**Materials provided**
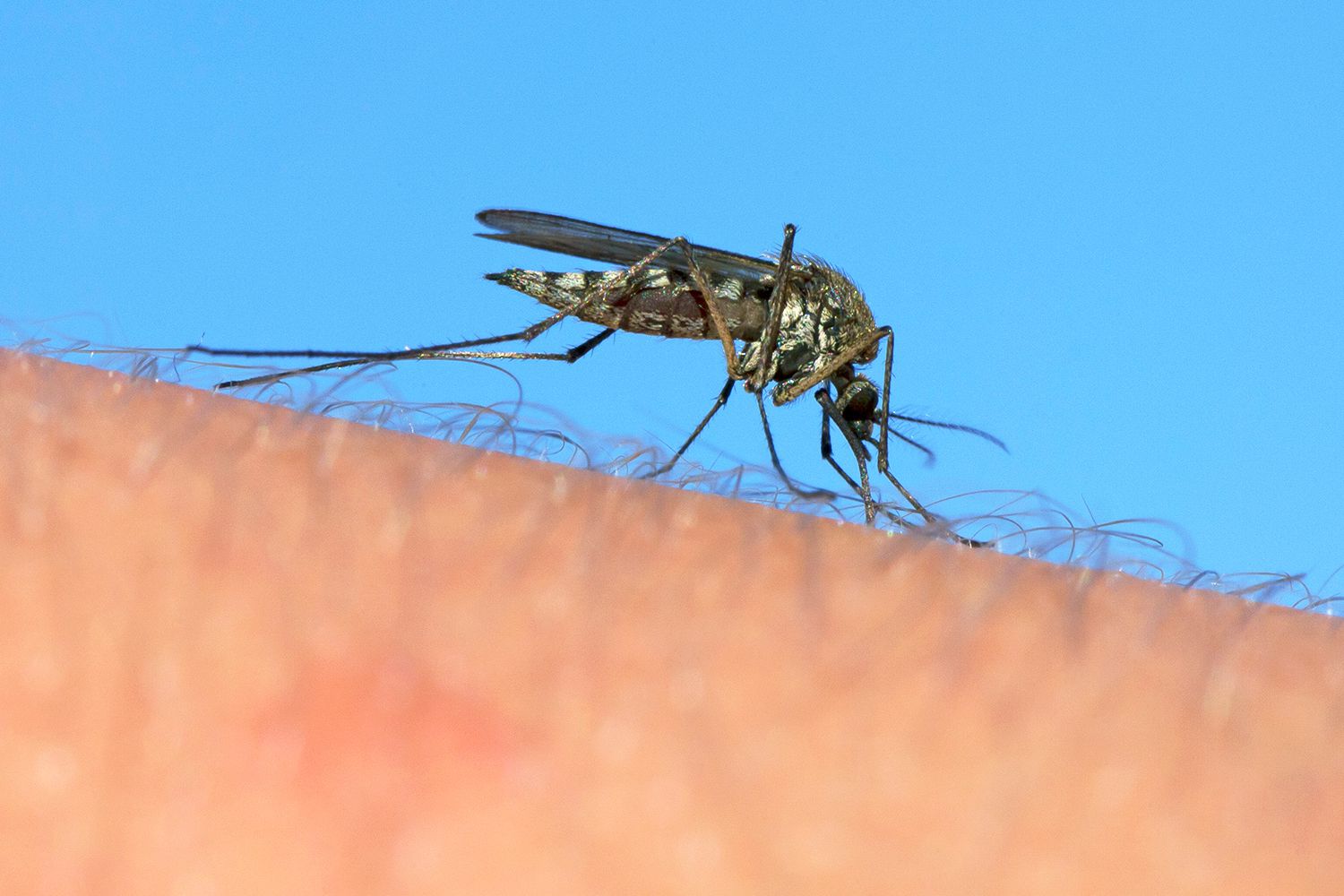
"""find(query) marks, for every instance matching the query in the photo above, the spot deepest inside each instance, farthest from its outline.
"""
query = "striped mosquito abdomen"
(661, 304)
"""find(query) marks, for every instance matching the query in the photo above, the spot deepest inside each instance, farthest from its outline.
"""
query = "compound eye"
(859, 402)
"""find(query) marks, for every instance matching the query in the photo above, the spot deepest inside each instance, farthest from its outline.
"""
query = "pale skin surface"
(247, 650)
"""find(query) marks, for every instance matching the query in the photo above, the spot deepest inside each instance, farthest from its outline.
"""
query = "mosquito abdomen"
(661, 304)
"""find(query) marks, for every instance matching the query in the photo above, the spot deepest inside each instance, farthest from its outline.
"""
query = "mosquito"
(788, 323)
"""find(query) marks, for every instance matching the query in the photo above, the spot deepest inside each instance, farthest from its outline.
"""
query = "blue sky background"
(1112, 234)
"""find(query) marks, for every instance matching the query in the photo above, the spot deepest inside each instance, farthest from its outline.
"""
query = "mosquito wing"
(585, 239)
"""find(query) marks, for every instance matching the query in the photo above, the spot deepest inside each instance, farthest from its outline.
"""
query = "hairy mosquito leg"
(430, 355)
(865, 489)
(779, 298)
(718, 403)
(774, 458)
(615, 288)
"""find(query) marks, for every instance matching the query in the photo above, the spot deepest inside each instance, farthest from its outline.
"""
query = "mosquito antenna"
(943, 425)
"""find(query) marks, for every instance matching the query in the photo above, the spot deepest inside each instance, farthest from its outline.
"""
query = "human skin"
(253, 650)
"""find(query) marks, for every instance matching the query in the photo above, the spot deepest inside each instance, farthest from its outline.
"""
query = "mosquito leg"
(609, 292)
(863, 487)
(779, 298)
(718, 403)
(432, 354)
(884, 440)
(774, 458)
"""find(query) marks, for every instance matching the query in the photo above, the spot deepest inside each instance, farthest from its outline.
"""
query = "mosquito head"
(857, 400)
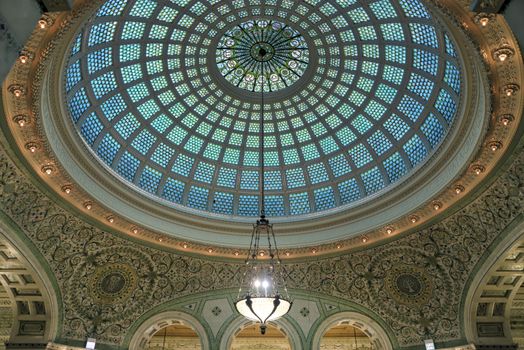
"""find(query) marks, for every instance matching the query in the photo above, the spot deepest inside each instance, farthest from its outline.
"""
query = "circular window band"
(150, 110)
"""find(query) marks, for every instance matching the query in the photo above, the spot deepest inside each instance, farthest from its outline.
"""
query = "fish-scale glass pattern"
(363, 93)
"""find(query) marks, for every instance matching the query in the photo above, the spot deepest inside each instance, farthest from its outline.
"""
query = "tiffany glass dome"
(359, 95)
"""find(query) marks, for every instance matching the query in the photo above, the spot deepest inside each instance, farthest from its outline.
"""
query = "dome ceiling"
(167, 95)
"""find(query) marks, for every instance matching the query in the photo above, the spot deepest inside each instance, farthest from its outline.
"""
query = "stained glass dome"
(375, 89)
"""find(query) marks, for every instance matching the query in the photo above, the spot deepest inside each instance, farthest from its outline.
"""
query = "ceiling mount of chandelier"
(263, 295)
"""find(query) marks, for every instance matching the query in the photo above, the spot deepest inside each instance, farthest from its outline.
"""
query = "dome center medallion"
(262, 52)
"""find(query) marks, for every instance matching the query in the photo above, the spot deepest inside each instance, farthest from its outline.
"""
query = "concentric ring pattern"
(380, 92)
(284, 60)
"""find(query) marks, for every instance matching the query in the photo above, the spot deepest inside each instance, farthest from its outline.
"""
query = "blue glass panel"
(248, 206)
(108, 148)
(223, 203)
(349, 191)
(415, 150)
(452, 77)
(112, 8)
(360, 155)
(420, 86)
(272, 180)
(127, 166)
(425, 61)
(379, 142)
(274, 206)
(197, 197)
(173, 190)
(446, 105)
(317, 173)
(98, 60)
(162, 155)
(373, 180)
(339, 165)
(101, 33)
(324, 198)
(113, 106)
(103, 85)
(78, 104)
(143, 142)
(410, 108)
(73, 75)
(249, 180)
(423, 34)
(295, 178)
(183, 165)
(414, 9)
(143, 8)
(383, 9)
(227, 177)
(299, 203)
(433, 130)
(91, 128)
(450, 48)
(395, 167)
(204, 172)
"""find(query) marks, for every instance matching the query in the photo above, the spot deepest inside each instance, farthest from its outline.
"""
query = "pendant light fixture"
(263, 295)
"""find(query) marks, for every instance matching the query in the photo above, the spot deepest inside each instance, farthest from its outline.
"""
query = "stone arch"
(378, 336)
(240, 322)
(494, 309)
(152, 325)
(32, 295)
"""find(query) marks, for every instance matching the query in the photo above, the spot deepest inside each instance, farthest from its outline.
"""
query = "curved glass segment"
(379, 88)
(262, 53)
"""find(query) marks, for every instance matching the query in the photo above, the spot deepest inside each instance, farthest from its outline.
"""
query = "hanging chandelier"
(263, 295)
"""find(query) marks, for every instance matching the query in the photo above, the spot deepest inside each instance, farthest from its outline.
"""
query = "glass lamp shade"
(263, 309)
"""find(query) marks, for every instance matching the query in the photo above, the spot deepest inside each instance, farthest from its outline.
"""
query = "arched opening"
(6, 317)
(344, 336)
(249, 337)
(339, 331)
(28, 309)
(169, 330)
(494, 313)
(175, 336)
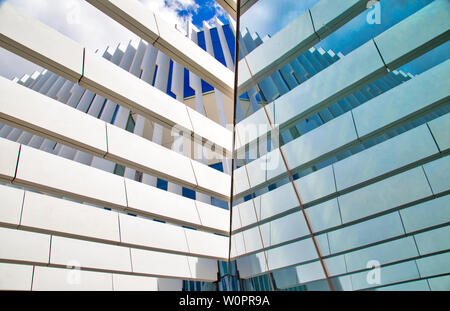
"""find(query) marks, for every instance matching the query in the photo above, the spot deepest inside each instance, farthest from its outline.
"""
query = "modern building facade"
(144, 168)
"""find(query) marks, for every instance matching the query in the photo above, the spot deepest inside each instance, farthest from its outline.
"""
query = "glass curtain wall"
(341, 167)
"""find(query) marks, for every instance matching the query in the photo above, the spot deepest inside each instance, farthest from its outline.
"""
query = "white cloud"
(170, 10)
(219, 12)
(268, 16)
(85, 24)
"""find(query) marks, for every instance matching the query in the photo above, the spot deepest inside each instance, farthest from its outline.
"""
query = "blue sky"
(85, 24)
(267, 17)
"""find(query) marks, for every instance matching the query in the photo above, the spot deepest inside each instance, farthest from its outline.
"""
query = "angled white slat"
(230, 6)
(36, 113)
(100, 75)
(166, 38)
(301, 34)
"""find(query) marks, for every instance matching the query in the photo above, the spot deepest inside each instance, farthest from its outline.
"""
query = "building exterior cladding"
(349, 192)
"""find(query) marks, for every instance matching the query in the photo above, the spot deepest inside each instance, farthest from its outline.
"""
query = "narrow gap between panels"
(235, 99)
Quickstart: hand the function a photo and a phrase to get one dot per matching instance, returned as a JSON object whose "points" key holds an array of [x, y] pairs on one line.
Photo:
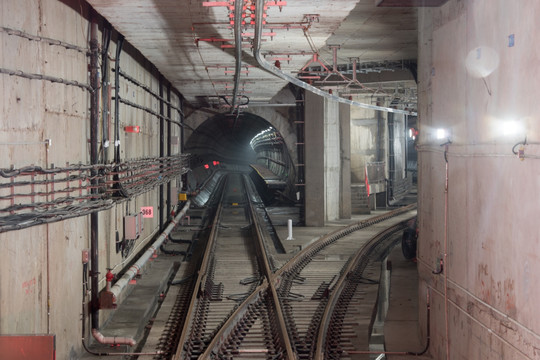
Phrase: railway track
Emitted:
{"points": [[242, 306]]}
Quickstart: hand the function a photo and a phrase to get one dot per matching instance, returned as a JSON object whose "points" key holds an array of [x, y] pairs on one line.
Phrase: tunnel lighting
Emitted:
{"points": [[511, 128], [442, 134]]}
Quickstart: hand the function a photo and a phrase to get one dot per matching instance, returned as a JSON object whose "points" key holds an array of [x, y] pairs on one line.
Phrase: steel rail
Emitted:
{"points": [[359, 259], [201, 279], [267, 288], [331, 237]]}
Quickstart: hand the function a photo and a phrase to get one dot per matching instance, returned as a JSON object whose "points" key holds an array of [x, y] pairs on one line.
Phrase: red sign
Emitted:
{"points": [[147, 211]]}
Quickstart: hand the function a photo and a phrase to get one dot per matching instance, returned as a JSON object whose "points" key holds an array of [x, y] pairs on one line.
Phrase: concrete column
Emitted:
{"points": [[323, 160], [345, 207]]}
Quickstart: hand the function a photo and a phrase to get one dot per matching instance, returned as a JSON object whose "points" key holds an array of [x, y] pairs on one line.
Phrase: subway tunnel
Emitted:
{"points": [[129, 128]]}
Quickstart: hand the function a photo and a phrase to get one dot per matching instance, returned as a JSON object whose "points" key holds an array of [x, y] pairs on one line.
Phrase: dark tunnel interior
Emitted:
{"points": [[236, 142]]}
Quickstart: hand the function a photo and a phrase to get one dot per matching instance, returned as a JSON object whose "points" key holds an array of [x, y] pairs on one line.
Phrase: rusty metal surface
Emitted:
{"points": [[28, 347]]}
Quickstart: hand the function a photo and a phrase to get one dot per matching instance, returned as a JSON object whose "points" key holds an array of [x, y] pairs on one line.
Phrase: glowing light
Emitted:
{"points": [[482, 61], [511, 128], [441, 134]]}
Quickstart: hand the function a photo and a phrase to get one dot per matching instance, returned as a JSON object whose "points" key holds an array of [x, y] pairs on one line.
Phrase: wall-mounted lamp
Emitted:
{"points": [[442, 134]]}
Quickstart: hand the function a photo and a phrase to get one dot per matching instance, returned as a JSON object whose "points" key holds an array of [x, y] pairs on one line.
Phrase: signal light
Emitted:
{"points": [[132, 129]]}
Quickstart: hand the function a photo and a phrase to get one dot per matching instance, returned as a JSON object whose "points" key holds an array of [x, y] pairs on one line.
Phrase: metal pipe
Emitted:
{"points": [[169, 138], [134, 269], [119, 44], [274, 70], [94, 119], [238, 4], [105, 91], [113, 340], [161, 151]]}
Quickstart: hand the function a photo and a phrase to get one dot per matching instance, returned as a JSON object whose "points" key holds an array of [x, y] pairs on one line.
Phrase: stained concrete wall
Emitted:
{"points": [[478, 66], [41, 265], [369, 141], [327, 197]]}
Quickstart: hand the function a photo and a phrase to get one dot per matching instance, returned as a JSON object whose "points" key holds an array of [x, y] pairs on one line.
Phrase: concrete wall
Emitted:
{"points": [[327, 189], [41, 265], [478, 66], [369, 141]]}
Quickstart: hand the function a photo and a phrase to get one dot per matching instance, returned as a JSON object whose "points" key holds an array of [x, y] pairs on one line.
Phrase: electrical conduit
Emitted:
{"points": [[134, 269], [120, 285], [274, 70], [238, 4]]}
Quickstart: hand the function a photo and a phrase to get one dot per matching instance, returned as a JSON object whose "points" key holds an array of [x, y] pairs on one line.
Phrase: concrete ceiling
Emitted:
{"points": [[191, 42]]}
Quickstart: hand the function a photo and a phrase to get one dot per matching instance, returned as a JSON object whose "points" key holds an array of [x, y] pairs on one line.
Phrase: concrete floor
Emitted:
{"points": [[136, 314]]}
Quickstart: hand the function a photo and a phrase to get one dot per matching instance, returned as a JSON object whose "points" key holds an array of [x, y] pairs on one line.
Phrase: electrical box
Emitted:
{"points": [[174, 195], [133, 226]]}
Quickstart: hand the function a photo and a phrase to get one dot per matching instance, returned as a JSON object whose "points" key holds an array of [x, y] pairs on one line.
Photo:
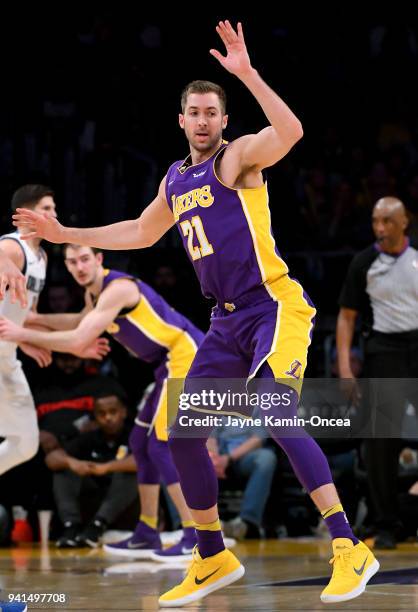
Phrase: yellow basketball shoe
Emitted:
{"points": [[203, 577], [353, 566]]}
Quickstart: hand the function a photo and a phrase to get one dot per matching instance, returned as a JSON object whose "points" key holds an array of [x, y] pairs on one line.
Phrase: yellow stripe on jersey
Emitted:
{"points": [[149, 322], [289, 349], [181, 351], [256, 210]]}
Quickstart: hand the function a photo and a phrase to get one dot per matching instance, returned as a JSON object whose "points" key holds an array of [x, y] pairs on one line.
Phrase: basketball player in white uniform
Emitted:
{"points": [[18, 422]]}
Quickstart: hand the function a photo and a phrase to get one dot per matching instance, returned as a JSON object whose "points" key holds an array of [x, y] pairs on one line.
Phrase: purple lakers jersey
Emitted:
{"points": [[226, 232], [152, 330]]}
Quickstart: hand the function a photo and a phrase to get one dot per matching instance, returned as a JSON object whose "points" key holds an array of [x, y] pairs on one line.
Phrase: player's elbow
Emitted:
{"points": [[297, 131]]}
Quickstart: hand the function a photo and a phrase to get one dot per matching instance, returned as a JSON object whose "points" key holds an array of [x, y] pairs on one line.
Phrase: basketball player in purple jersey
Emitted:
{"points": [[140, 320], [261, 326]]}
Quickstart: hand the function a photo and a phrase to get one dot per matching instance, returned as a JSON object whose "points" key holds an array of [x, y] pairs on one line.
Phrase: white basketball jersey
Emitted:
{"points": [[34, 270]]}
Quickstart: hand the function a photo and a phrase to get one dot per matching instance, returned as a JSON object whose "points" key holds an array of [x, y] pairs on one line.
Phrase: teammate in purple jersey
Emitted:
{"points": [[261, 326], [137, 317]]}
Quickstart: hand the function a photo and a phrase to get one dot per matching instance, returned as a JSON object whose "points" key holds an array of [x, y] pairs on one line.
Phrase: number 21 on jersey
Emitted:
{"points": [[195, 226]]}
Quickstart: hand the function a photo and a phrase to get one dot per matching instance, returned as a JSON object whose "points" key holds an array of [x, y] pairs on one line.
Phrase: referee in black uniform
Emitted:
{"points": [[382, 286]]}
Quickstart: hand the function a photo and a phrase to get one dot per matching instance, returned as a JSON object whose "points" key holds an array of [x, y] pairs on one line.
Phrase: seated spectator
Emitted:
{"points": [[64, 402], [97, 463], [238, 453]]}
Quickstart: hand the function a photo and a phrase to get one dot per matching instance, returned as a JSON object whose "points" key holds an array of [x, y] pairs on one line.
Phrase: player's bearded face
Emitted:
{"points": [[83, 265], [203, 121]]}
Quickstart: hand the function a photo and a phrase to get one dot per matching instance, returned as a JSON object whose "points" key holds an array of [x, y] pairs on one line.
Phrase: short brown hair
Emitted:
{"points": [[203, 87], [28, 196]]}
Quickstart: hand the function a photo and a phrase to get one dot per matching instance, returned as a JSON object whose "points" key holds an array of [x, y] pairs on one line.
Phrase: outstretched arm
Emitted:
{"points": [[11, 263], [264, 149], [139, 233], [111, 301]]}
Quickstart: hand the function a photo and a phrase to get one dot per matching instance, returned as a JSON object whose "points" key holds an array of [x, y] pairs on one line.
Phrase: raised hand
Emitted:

**Required work**
In the records above, how many lines include "uniform"? Give that number and nothing more.

**Result of the exercise**
2